Required work
Starting with the line that contains "Tag the gray", reproduce each line through the end of the listing below, with no other output.

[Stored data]
>>>>
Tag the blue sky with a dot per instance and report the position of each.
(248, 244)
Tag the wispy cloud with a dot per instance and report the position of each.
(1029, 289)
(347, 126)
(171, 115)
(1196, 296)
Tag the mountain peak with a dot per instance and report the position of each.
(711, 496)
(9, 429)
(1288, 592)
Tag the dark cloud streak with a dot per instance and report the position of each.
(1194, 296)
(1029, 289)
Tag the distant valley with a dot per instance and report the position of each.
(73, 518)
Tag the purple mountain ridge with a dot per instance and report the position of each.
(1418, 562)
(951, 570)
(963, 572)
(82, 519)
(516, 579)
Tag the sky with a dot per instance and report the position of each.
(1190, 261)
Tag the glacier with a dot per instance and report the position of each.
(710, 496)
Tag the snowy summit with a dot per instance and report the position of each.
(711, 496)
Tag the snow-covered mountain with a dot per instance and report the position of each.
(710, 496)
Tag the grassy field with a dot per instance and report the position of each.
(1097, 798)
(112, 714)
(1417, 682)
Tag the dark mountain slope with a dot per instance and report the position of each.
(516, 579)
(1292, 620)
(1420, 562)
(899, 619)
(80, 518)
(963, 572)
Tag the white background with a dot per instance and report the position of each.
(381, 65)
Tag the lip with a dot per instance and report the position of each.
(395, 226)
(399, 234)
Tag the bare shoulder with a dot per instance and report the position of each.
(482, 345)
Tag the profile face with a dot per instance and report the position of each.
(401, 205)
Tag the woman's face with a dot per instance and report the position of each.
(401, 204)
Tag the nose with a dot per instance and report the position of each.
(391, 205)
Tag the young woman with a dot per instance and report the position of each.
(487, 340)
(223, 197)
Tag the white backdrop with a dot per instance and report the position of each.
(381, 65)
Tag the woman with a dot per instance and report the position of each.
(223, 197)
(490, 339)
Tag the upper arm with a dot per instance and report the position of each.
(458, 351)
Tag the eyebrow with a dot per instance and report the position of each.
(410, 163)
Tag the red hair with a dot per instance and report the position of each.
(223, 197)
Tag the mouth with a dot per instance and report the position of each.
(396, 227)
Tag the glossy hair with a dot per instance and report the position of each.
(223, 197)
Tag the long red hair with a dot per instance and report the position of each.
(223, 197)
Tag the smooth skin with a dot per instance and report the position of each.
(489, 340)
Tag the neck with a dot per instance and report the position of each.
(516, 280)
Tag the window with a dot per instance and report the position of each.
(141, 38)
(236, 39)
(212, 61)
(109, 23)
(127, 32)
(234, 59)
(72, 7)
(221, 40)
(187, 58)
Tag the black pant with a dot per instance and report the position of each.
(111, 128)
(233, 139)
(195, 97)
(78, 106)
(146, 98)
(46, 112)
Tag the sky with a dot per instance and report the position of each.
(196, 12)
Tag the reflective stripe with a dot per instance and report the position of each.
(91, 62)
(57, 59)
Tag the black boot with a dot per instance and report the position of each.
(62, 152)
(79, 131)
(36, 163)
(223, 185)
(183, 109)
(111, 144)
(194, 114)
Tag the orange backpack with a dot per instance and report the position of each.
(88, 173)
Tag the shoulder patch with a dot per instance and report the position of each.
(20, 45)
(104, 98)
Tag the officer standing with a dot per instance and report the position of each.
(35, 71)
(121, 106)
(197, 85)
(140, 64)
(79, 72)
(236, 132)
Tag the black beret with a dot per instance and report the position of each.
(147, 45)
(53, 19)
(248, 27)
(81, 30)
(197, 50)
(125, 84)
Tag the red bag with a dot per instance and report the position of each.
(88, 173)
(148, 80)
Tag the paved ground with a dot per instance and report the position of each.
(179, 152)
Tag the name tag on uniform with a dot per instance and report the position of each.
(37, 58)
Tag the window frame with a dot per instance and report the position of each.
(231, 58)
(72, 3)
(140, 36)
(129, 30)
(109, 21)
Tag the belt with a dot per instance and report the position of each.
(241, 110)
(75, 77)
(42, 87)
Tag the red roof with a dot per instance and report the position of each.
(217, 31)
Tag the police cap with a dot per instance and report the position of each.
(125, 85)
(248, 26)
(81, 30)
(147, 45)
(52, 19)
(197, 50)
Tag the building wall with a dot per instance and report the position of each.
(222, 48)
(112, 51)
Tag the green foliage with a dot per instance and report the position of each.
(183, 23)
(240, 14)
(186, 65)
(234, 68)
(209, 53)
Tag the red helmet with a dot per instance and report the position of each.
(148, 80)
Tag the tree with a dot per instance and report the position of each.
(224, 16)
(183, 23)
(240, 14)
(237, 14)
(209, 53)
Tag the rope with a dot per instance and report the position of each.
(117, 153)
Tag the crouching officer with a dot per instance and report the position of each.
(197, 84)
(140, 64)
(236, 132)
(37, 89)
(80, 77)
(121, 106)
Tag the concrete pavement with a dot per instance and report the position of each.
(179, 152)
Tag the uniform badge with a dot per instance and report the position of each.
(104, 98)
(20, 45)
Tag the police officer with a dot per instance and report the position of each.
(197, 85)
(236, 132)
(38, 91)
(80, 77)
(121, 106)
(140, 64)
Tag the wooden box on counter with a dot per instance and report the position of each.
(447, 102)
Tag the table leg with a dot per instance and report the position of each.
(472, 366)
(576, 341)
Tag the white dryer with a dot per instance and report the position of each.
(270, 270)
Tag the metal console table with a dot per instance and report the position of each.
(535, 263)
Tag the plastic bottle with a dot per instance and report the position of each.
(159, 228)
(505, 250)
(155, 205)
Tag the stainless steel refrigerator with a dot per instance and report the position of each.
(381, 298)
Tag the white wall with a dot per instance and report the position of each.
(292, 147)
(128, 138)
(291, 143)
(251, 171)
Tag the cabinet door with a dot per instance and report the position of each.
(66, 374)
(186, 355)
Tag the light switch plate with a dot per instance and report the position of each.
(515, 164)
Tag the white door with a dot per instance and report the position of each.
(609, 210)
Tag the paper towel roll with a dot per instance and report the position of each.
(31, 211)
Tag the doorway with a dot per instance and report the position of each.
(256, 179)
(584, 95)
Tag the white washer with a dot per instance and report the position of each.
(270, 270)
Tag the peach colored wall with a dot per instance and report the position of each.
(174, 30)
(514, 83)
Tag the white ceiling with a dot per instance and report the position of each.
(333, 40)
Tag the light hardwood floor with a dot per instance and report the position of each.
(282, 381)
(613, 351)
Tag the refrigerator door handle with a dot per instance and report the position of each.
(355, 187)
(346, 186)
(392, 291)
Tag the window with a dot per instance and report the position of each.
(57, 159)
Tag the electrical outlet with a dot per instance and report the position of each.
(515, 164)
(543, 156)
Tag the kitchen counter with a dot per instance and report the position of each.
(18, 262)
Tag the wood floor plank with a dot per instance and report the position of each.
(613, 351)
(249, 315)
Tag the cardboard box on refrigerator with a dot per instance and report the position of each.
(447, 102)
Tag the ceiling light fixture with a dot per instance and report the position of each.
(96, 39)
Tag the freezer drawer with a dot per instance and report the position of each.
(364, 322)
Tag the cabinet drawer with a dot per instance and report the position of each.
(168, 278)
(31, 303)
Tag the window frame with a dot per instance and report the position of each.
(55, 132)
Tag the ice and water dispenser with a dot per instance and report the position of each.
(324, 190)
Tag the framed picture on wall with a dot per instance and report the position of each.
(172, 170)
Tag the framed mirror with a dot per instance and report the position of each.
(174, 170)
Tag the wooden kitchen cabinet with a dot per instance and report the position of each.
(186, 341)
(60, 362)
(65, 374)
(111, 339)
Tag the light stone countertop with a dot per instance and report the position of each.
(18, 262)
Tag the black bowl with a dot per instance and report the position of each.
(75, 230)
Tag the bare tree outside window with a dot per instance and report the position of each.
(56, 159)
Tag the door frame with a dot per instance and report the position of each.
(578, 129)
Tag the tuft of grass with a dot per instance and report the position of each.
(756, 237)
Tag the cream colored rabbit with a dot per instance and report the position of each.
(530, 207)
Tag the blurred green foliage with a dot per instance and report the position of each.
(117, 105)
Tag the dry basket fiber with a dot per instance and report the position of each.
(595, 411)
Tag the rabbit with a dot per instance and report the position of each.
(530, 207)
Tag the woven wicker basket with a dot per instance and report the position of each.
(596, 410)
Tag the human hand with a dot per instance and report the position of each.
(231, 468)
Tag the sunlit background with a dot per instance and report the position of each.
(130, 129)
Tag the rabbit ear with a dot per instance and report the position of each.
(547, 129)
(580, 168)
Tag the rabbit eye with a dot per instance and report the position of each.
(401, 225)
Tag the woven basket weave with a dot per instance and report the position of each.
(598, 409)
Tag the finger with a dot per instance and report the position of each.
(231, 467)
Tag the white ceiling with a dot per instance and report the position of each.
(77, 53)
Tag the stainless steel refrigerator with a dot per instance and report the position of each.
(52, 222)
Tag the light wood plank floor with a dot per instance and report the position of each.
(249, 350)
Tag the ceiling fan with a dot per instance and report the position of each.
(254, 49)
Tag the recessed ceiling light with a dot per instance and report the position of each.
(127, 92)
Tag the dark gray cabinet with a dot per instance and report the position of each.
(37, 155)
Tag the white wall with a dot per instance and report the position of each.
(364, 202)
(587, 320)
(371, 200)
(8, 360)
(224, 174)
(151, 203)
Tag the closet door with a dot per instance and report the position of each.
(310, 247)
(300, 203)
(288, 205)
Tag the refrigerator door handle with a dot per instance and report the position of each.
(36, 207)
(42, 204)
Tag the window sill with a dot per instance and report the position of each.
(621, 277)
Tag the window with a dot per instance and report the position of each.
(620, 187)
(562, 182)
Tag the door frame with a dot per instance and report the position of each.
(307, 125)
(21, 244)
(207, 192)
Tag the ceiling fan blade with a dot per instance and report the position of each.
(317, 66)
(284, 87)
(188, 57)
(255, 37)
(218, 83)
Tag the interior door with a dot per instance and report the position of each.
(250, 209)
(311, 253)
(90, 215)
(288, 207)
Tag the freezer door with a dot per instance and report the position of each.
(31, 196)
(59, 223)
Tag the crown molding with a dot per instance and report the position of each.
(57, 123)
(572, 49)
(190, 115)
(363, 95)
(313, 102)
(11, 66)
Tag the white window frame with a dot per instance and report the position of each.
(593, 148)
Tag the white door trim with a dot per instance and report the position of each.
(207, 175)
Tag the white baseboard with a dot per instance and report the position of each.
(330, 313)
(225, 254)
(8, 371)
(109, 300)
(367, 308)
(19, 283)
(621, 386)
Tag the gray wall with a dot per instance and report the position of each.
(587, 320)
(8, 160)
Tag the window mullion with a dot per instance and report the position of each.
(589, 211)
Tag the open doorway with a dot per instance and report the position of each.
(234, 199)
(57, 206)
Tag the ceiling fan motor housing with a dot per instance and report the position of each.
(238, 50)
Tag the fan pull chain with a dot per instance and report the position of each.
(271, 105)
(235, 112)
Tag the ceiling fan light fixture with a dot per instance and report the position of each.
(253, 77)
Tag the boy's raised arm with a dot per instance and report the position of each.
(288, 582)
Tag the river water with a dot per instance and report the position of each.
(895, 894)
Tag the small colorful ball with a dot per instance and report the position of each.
<<<<
Correct answer
Tag the gray wall with a dot per instance and report the position of each.
(587, 320)
(8, 160)
Tag the window mullion with a dot per instance and report the position of each.
(589, 211)
Tag the open doorway with a dot per instance and report the position of each.
(234, 199)
(57, 206)
Tag the ceiling fan motor housing with a dot per instance and report the position of each.
(238, 50)
Tag the fan pull chain with a dot per instance and report the position of each.
(271, 105)
(235, 112)
Tag the ceiling fan light fixture with a dot per instance and report the position of each.
(253, 77)
Tag the boy's raised arm with a dot per instance and report the position of each.
(288, 582)
Tag the river water with a dot per instance and report the position of each.
(895, 894)
Tag the small colorful ball with a dot per instance and report the position of each.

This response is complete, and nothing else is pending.